--- start of PROVIDED INFORMATION ---

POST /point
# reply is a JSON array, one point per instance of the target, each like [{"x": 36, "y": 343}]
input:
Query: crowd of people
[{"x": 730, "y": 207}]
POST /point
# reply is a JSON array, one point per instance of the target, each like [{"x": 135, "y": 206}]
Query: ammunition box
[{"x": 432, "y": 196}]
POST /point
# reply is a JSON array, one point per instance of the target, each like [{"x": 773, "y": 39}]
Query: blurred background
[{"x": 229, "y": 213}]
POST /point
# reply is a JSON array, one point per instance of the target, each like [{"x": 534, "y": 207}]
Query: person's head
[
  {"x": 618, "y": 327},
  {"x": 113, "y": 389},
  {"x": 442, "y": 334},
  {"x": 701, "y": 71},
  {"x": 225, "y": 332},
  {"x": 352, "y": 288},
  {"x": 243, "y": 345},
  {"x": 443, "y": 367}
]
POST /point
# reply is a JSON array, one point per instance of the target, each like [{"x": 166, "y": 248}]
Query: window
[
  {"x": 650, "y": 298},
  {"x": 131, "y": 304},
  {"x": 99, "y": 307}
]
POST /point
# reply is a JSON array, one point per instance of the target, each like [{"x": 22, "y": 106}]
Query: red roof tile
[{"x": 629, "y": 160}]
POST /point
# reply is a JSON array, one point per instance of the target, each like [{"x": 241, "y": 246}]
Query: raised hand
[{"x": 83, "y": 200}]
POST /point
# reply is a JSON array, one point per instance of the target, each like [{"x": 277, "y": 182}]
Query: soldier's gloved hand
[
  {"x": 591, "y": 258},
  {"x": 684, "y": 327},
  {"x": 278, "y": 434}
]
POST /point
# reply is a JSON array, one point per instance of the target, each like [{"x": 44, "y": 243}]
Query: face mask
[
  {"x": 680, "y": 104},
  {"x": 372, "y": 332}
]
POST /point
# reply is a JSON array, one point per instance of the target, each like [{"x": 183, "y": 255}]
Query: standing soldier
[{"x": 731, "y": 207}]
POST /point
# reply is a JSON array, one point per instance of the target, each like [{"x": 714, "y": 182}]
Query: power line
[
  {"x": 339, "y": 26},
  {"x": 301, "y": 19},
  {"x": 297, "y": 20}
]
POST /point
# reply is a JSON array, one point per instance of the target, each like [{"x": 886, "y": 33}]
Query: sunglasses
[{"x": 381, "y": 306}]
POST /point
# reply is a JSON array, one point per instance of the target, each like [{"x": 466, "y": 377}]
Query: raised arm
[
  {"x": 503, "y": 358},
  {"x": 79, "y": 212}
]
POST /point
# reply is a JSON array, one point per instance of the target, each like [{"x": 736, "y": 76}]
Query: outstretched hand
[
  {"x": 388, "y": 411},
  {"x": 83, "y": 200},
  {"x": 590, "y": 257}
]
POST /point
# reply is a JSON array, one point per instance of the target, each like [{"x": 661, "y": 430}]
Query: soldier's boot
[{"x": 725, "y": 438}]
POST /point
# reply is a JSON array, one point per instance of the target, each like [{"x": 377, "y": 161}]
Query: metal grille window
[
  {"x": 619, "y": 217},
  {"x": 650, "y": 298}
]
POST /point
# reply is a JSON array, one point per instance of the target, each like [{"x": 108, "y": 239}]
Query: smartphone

--- end of PROVIDED INFORMATION ---

YOUR OBJECTIVE |
Using the listing above, reproduce each line without omission.

ANSWER FOR THIS EXERCISE |
POST /point
# reply is a JSON array, one point per instance of the target, each like [{"x": 36, "y": 343}]
input:
Query: crowd of people
[{"x": 730, "y": 207}]
POST /point
# reply is a JSON array, one point per instance of the target, each like [{"x": 135, "y": 206}]
Query: ammunition box
[{"x": 432, "y": 196}]
POST /point
# reply is a JSON array, one point per instance of the target, each like [{"x": 773, "y": 39}]
Query: blurred background
[{"x": 229, "y": 213}]
POST /point
# reply is a JSON array, one point per instance of the target, each like [{"x": 534, "y": 207}]
Query: person's head
[
  {"x": 618, "y": 327},
  {"x": 113, "y": 389},
  {"x": 442, "y": 334},
  {"x": 701, "y": 71},
  {"x": 225, "y": 332},
  {"x": 352, "y": 288},
  {"x": 243, "y": 345},
  {"x": 443, "y": 367}
]
POST /point
# reply is a JSON array, one point per instance of the target, each like [{"x": 166, "y": 248}]
Query: window
[
  {"x": 650, "y": 298},
  {"x": 131, "y": 304},
  {"x": 99, "y": 307}
]
POST /point
# reply is a JSON array, one point per instance of the target, each like [{"x": 22, "y": 106}]
Query: red roof tile
[{"x": 629, "y": 160}]
POST /point
# reply is a JSON array, one point per instance of the target, each like [{"x": 241, "y": 246}]
Query: raised hand
[{"x": 83, "y": 200}]
POST /point
# reply is a JSON array, one point per instance of the target, each like [{"x": 277, "y": 182}]
Query: soldier's gloved hand
[
  {"x": 591, "y": 258},
  {"x": 684, "y": 327},
  {"x": 278, "y": 434}
]
POST /point
# reply is a JSON array, one point per instance of the target, each like [{"x": 44, "y": 243}]
Query: face mask
[
  {"x": 680, "y": 104},
  {"x": 372, "y": 332}
]
POST /point
# reply is a JSON array, one point per instance of the target, each like [{"x": 183, "y": 255}]
Query: standing soldier
[{"x": 731, "y": 207}]
POST /point
# reply is a JSON array, one point per instance of the target, each like [{"x": 714, "y": 182}]
Query: power line
[
  {"x": 339, "y": 26},
  {"x": 301, "y": 19},
  {"x": 297, "y": 20}
]
POST /point
# reply is a JSON array, one point per instance of the target, each like [{"x": 886, "y": 33}]
Query: sunglasses
[{"x": 381, "y": 306}]
POST /point
# reply is a JSON array, one point per instance of the target, each like [{"x": 466, "y": 377}]
Query: raised arm
[
  {"x": 503, "y": 358},
  {"x": 79, "y": 212}
]
POST /point
# reply is a JSON array, one point per instance of the target, each like [{"x": 736, "y": 76}]
Query: outstretched hand
[
  {"x": 388, "y": 411},
  {"x": 83, "y": 200},
  {"x": 590, "y": 257}
]
POST /point
# reply is a JSON array, one point per instance of the target, each like [{"x": 661, "y": 430}]
Query: soldier's boot
[{"x": 725, "y": 438}]
POST /point
# reply is a JSON array, one point per instance of the target, each like [{"x": 377, "y": 161}]
Query: metal grille window
[
  {"x": 619, "y": 217},
  {"x": 650, "y": 298}
]
POST /point
# reply is a JSON array, one point per instance of the target, each like [{"x": 108, "y": 239}]
Query: smartphone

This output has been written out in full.